- [Job]:
Print the whole listing exactly.

---------- Data records ----------

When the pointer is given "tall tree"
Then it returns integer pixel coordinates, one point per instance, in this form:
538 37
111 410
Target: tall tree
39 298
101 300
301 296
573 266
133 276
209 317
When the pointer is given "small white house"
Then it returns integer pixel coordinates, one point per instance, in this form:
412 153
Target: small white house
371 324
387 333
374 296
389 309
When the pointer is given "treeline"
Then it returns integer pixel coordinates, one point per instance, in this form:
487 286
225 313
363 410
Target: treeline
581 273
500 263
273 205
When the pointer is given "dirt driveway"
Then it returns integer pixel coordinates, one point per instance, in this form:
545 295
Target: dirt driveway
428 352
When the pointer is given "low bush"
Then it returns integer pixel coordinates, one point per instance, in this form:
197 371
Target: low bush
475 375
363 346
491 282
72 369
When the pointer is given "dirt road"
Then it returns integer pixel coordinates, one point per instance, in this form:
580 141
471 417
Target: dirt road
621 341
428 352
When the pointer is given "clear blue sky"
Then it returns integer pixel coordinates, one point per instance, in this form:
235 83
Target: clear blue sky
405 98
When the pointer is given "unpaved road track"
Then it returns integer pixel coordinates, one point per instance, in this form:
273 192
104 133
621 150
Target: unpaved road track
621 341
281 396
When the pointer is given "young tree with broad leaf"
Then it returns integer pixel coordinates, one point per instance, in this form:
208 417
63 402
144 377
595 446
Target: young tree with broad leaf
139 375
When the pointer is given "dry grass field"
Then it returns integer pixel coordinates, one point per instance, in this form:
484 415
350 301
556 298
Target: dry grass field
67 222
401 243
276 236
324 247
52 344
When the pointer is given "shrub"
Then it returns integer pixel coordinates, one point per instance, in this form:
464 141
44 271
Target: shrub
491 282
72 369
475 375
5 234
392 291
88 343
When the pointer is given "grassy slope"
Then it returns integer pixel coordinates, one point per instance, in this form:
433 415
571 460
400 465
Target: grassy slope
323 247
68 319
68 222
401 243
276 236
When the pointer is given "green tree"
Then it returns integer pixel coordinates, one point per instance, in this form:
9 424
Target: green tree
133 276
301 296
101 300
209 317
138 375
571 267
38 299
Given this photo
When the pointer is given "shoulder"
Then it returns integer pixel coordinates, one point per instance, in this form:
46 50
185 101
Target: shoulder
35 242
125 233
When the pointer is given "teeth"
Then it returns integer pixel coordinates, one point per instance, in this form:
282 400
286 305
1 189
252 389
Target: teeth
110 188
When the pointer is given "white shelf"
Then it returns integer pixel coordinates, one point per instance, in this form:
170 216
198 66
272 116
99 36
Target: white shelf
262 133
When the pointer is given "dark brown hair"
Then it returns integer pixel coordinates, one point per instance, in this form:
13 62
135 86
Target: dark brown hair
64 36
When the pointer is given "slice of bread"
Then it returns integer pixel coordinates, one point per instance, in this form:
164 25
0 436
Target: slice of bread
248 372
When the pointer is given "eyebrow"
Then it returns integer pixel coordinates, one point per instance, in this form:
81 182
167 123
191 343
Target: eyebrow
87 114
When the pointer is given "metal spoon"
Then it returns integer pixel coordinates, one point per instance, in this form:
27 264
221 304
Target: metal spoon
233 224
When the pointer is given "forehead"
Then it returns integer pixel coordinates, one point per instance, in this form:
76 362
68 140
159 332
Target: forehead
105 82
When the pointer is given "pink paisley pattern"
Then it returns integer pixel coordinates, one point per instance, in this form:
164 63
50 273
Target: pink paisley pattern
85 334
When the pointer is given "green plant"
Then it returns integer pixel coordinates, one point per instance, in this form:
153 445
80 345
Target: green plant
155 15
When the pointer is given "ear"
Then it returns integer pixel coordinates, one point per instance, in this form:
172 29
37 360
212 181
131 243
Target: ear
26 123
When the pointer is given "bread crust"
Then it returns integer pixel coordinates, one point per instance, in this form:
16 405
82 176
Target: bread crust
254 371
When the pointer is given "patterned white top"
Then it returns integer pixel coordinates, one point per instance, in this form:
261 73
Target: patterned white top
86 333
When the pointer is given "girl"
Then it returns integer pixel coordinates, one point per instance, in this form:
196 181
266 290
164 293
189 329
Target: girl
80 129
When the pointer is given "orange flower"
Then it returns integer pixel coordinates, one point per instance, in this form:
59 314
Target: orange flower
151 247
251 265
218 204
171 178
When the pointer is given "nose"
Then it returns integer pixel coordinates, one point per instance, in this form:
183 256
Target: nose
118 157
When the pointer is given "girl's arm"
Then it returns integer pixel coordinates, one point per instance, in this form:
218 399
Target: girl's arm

----------

- [Response for this exercise]:
When the pointer is given "tall tree"
Then it returns integer pixel coordinates, one point per instance, in this form:
538 37
111 410
Target: tall tree
39 298
101 300
301 296
573 266
133 276
209 317
When the pointer is given "small white house"
Then it returns integer pixel coordinates, one point per instance, in this form:
412 153
Target: small white house
371 324
387 333
374 296
389 309
When the pointer is given "treeline"
Then it returns integer pixel coordinates, one point per instance, in this form:
487 286
225 313
363 410
Target: treeline
581 273
500 263
273 205
When the pointer is given "dirt driveway"
Then it returns integer pixel coordinates, one point per instance, in this form:
545 295
Target: dirt driveway
428 352
When the pointer is given "low bush"
Then it returns integer pixel coordinates, one point per instance, in this form:
197 371
Target: low bush
475 375
363 346
491 282
72 369
When the pointer is given "dirt road"
Then it returns integer pixel coordinates, one point per instance, in this form:
580 141
471 417
Target: dirt road
621 341
428 352
When the pointer is given "clear blue sky"
Then it returns integer pixel coordinates, one point per instance, in this form:
235 83
Target: clear blue sky
405 98
When the pointer is given "unpaved road track"
Then it returns integer pixel coordinates, one point per instance, in this form:
273 192
104 133
621 150
Target: unpaved road track
621 341
281 396
When the pointer is given "young tree with broad leaf"
Then it returns integer pixel coordinates, one point per instance, in this form:
208 417
63 402
144 377
595 446
Target: young tree with broad leaf
139 375
When the pointer is given "dry grass field"
Then it returns integer pixel coordinates, one point per instance, in this form:
484 415
350 301
556 298
Target: dry grass field
67 222
401 243
276 236
324 247
52 344
When the pointer is given "shrub"
Then it returns integer pixel coordinates, one point per instance, in this form:
464 141
44 271
Target: shrub
491 282
72 369
475 375
5 234
392 291
88 343
When the pointer is given "grassy slope"
Then it returns integer pixel coordinates, one point per instance, in this form:
433 415
571 460
400 465
Target: grassy slope
323 247
68 319
68 222
401 243
276 236
When the pointer is given "green tree"
Then it returns integer pixel coordinates, one point per instance, in this form:
9 424
Target: green tree
133 276
301 296
101 300
209 317
138 375
571 267
38 299
Given this photo
When the pointer is given "shoulder"
Then it returns integer pixel coordinates, one point per instance, in this form:
46 50
185 101
Target: shoulder
35 242
125 233
When the pointer is given "teeth"
Then it returns integer pixel coordinates, one point per instance, in this form:
282 400
286 305
1 189
252 389
Target: teeth
110 188
When the pointer is given "white shelf"
Then it returns integer pixel coordinates, one point per instance, in this form:
170 216
198 66
272 116
99 36
Target: white shelf
262 133
When the pointer is given "dark brown hair"
Then it returns integer pixel coordinates, one point per instance, in this form:
13 62
135 86
Target: dark brown hair
64 36
When the pointer is given "slice of bread"
Then it returns integer pixel coordinates, one point per instance, in this form:
164 25
0 436
Target: slice of bread
248 372
When the pointer is given "eyebrow"
Then it returns integer pixel coordinates, one point per instance, in this form:
81 182
167 123
191 343
Target: eyebrow
87 114
When the pointer is given "metal spoon"
Then it returns integer pixel coordinates, one point per instance, in this form:
27 264
221 304
Target: metal spoon
233 224
When the pointer is given "forehead"
Then it returns integer pixel coordinates, one point per instance, in this form:
76 362
68 140
159 332
Target: forehead
105 82
When the pointer is given "pink paisley pattern"
Then it returns integer pixel coordinates, one point per instance, in this form:
164 63
50 273
Target: pink paisley pattern
85 334
When the pointer is given "green plant"
Then it returns integer pixel coordinates, one point per instance, in this form:
153 445
80 345
Target: green plant
155 15
When the pointer is given "ear"
Then it returns integer pixel coordinates, one point per instance, in this form:
172 29
37 360
212 181
131 243
Target: ear
26 123
When the pointer is given "bread crust"
Then it returns integer pixel coordinates, one point per instance, in this form:
16 405
82 176
Target: bread crust
254 371
When the pointer is given "patterned white top"
Then it returns integer pixel coordinates, one point per instance, in this form:
261 73
Target: patterned white top
86 333
When the pointer is given "girl"
Then it returns integer pixel coordinates, one point per instance, in this form:
196 181
266 290
164 293
189 329
Target: girl
80 129
When the pointer is given "orange flower"
Then it returns integer pixel coordinates, one point per instance, in this form:
59 314
Target: orange flower
151 247
251 265
218 204
171 178
When the pointer is given "nose"
Then it returns integer pixel coordinates, one point per instance, in this form:
183 256
Target: nose
118 157
When the pointer is given "girl's arm"
Then it returns integer pixel coordinates, one point per instance, in this form:
218 399
Target: girl's arm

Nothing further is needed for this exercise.